Exercise requirements ▸ Find each line in the data below that contains the word "panel" and copy those lines.

Entries shown ▸

****************

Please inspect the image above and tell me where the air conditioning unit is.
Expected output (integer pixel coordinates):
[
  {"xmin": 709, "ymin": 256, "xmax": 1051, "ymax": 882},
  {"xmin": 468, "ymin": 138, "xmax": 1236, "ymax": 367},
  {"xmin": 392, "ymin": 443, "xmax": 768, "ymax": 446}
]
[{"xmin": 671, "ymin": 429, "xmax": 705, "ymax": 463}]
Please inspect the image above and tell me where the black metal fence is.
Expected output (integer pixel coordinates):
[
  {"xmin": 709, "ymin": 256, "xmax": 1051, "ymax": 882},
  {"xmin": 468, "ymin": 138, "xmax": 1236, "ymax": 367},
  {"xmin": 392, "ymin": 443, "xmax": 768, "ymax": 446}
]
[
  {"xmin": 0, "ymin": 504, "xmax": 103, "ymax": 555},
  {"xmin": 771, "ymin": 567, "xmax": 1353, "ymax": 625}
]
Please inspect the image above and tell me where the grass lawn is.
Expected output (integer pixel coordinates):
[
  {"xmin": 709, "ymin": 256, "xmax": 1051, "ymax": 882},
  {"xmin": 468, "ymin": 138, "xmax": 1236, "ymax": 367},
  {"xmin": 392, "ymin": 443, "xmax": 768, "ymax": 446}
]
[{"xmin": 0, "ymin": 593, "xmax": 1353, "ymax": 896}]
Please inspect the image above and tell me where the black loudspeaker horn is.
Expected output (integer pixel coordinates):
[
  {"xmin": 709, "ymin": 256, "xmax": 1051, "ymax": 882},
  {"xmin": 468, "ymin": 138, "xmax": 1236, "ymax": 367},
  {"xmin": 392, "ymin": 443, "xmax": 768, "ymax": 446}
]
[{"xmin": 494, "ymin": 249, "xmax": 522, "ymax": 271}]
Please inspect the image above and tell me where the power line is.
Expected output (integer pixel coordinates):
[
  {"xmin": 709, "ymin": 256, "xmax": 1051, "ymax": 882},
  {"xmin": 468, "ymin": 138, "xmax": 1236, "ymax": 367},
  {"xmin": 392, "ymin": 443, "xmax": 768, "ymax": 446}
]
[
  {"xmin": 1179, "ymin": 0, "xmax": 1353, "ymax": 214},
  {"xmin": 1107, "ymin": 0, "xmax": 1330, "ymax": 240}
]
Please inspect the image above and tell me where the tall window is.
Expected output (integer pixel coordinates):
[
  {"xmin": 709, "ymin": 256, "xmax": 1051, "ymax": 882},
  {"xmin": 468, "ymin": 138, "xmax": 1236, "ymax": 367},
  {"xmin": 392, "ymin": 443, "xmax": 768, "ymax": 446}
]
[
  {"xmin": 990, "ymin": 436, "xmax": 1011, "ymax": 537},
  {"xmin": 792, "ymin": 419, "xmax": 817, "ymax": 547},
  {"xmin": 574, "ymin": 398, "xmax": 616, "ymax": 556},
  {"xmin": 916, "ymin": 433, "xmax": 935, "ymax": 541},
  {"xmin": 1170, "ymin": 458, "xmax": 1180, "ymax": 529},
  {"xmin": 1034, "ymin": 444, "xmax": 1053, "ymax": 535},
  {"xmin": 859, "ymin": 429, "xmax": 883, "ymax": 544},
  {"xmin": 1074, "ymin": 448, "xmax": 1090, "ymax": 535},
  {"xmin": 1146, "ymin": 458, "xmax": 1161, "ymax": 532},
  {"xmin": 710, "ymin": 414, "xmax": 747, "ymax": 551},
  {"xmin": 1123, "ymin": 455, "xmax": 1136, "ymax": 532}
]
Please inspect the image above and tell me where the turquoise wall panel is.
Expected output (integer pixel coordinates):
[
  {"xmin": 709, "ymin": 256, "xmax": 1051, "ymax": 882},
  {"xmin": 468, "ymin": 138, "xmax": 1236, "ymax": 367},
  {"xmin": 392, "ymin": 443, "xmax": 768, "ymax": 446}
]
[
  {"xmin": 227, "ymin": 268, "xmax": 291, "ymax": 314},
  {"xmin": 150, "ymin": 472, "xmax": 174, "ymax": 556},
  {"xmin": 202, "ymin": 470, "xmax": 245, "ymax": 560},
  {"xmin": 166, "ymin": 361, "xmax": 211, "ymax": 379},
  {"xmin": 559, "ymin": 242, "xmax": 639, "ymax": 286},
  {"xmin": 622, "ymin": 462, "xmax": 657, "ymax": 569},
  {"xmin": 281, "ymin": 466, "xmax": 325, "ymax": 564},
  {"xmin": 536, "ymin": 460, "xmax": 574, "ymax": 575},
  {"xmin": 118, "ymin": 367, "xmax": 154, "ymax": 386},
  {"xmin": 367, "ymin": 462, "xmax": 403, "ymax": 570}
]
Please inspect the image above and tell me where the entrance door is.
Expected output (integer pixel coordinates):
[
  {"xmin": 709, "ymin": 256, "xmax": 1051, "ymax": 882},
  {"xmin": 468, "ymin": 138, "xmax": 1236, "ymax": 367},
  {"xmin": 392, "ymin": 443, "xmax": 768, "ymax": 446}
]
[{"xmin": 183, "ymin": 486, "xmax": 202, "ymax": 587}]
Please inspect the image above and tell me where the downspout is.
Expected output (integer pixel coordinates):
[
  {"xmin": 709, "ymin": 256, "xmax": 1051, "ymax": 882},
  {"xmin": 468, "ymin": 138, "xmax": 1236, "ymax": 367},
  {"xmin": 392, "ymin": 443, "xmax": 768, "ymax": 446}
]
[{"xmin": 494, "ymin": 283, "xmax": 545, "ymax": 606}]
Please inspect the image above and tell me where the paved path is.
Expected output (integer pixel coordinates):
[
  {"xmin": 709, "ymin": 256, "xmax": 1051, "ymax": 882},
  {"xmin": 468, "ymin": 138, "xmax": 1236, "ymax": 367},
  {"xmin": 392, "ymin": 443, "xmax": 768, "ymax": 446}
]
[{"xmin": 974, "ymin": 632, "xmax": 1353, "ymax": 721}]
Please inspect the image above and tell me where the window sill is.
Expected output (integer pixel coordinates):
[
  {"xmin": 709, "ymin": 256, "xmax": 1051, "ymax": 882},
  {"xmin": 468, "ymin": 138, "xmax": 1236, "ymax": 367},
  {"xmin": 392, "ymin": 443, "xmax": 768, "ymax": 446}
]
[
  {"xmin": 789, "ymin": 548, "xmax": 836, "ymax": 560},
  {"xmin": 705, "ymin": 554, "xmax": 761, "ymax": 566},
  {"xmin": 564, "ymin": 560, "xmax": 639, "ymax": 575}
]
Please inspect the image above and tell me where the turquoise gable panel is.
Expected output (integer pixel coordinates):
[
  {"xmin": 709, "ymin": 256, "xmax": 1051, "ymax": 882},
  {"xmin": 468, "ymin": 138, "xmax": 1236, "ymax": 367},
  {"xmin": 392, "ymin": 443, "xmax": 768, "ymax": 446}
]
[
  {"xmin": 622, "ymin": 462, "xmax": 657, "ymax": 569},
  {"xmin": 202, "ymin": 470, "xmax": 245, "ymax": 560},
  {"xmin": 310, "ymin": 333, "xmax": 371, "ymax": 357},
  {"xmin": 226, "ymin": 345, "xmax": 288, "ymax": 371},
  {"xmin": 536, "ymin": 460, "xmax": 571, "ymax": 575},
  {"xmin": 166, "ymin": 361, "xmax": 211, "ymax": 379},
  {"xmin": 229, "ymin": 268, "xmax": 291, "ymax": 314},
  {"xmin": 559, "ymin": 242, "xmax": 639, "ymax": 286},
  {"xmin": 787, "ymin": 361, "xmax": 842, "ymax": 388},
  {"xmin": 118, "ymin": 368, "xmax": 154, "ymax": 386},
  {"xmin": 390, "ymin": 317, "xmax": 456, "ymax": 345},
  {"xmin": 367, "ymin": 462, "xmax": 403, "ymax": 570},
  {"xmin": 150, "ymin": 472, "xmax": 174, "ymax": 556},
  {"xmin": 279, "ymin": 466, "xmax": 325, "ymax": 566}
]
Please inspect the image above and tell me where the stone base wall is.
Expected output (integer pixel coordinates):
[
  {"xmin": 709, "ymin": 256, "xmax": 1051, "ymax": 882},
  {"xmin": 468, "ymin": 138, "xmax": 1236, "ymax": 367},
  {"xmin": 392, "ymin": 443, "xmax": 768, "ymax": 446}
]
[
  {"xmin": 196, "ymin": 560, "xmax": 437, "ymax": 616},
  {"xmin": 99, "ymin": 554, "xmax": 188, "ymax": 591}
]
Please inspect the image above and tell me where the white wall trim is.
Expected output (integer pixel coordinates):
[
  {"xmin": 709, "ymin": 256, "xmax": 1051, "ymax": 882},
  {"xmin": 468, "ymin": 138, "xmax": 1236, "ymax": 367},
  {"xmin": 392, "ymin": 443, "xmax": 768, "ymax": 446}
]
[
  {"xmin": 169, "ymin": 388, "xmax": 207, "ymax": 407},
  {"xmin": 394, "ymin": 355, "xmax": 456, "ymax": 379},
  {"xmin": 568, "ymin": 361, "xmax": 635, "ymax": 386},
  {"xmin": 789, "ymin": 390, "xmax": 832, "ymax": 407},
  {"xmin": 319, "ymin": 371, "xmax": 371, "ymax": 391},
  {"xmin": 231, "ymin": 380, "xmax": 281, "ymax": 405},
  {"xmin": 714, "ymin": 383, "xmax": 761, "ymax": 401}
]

****************

Task answer ▸
Please inspect the image above and tell me where the turquoise wall panel is.
Please inspect the image above and tell me where the turquoise gable panel is.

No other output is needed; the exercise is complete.